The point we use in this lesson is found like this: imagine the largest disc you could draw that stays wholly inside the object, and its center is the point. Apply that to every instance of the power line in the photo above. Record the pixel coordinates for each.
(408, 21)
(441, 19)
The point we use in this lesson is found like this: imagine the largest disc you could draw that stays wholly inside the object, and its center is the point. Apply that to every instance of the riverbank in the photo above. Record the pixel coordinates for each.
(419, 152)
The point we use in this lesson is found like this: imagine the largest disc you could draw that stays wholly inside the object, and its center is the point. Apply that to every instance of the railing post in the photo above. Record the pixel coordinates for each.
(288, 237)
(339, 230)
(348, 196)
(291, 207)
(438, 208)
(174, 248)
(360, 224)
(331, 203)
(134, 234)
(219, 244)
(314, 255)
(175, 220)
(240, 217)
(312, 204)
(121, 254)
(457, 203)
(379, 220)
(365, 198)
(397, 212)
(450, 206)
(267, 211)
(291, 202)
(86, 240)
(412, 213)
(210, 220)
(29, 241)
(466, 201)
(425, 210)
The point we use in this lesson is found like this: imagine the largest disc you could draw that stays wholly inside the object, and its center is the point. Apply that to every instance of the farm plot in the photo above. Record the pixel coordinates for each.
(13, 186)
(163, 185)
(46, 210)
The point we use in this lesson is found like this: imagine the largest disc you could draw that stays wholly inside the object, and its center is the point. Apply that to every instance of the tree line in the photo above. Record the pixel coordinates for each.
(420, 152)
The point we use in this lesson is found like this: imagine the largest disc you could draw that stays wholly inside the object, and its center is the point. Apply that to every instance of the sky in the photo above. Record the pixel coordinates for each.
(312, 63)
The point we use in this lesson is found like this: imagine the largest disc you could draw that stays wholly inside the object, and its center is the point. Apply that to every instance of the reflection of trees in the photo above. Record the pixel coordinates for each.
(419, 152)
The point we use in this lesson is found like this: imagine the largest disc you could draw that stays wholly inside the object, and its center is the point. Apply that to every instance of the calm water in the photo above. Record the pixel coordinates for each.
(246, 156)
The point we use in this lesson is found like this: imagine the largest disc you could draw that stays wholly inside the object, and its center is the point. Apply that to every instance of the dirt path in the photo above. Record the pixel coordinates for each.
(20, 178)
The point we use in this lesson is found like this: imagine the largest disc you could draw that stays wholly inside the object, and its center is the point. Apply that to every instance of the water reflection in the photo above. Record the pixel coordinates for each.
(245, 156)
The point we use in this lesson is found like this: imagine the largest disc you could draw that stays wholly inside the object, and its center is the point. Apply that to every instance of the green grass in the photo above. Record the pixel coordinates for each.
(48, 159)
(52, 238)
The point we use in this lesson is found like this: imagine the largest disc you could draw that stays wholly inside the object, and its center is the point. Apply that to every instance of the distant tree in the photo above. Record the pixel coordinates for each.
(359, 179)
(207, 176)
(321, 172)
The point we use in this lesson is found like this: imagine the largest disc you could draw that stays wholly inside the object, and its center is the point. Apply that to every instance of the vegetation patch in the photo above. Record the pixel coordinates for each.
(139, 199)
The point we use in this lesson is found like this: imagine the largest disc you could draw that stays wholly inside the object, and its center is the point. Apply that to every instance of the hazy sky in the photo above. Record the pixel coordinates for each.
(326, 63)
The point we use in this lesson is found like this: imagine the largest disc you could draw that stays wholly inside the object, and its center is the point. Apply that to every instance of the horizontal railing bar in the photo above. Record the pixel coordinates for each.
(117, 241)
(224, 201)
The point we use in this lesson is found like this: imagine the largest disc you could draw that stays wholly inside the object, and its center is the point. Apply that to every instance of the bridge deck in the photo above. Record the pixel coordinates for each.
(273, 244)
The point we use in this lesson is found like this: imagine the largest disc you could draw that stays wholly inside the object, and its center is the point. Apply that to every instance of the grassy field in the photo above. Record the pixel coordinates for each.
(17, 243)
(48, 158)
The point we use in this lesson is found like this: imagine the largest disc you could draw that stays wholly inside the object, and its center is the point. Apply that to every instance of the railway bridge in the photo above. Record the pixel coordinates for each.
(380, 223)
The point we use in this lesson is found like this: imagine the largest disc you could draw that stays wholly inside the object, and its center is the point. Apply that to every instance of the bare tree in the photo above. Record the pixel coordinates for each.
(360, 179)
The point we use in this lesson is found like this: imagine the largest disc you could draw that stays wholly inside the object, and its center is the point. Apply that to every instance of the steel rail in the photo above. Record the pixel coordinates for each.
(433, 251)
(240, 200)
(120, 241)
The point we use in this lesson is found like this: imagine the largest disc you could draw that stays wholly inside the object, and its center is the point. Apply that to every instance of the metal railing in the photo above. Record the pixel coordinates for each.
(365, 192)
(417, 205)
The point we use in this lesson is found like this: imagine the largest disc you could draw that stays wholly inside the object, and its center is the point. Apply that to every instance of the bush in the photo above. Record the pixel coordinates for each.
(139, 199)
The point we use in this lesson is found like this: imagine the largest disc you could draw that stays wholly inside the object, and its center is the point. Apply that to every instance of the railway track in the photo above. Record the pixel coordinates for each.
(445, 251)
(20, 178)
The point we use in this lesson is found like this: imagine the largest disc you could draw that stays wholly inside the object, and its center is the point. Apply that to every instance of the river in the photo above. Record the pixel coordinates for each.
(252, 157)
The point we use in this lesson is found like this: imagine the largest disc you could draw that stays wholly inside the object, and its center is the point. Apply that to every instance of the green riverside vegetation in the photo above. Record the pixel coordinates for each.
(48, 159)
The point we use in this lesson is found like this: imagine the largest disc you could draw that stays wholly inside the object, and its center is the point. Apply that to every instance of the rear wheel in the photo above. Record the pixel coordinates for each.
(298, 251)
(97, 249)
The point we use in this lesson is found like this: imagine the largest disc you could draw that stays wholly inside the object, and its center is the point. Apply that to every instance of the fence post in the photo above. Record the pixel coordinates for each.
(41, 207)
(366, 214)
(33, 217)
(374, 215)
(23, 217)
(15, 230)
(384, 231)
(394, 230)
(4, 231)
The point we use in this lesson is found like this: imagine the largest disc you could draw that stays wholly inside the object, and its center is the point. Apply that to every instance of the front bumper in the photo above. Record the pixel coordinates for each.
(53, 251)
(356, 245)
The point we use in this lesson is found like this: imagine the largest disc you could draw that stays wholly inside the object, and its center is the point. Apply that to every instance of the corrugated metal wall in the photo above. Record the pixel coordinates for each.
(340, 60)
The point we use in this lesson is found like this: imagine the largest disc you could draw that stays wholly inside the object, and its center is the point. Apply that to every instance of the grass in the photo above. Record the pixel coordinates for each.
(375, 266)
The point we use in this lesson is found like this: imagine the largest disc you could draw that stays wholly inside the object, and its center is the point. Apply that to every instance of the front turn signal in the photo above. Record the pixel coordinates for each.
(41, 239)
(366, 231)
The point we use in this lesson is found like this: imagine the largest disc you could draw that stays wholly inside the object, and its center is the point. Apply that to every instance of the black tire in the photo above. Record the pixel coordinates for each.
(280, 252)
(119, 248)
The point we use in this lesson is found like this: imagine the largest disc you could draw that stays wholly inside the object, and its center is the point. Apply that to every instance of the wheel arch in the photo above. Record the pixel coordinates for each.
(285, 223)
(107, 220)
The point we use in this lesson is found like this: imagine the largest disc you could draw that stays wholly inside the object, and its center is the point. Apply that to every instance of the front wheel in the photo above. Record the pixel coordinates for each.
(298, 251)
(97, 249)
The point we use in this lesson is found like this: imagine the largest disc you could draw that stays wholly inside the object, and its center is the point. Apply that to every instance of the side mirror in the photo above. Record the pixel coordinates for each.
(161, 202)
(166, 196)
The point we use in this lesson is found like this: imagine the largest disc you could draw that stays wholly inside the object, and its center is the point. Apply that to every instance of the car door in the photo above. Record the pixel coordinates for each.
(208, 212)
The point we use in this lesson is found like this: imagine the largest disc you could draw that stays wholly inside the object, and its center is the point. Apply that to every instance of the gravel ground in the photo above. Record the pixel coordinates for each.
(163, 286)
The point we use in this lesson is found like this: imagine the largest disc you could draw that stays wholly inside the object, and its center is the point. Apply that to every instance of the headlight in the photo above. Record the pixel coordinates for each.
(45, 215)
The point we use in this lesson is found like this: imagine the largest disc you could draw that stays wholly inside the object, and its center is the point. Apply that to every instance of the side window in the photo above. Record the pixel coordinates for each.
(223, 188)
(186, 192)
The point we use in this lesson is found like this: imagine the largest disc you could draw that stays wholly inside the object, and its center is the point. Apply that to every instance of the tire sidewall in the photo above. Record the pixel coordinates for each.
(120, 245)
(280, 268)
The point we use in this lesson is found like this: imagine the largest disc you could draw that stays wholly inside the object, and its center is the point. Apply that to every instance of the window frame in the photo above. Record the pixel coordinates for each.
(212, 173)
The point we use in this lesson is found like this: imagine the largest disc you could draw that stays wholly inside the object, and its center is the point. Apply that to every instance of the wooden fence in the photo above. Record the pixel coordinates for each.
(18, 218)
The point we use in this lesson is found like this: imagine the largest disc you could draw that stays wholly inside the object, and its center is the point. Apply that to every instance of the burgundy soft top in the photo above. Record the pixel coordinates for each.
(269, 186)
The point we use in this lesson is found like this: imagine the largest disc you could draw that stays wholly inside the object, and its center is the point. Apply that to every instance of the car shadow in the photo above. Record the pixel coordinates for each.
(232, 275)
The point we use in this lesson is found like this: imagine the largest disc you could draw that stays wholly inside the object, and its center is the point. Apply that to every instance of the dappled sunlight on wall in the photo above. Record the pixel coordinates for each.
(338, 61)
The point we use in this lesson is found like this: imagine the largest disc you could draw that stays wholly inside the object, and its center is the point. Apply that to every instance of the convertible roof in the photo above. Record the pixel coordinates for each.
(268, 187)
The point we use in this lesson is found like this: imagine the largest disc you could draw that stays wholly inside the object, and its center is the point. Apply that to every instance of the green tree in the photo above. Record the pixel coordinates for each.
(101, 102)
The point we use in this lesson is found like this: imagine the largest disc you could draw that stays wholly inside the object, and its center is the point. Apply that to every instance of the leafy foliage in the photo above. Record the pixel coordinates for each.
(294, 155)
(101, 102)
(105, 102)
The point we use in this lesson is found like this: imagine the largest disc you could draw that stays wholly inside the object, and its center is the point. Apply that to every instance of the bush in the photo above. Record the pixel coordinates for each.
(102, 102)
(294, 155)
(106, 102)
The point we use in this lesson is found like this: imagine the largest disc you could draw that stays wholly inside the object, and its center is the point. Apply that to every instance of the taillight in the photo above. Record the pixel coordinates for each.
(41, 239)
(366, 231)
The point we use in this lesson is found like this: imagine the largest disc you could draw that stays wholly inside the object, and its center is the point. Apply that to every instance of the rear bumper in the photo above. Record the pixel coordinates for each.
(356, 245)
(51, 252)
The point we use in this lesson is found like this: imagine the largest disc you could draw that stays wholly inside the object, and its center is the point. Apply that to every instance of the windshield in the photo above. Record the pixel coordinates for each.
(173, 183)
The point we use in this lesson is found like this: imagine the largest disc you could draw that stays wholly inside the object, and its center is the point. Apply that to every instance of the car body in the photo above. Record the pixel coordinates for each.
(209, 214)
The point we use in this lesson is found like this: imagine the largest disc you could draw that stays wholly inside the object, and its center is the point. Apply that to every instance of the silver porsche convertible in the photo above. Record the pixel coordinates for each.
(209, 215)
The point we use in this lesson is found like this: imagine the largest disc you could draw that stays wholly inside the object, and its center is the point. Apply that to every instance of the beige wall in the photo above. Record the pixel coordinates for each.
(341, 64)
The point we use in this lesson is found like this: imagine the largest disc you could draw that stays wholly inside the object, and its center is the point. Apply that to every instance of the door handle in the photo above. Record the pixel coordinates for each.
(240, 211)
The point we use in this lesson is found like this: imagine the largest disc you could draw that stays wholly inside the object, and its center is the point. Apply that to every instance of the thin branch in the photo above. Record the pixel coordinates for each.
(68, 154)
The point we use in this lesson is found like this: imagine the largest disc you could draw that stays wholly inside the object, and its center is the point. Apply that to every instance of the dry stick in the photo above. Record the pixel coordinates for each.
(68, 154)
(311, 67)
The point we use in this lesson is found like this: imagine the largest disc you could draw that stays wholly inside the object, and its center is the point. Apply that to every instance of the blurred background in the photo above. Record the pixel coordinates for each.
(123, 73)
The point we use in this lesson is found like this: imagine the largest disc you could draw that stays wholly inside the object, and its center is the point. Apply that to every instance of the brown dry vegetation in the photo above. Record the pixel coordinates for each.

***

To do :: The required output is the span of lines from the one containing "the dry stick" to the last line, reproduced character for character.

Response ::
The point we use in this lesson is found like this: imagine the largest disc you could draw that stays wholly inside the object, and its center is the point. Apply that to every instance of the dry stick in the photo above. Record the pixel coordinates for each.
(68, 154)
(311, 67)
The point we use in this lesson is found like this: imagine the largest disc you could draw that stays wholly inside the object, and its center is the point. Apply that to every instance of the blurred background in the photo above. Record the pixel coordinates for each.
(123, 73)
The point we use in this lesson is found like this: imagine the largest disc you could draw that stays wholly inside the object, and its center is the point. Apply that to every instance of the brown dry vegetation in the photo above. Record the pixel coordinates for each.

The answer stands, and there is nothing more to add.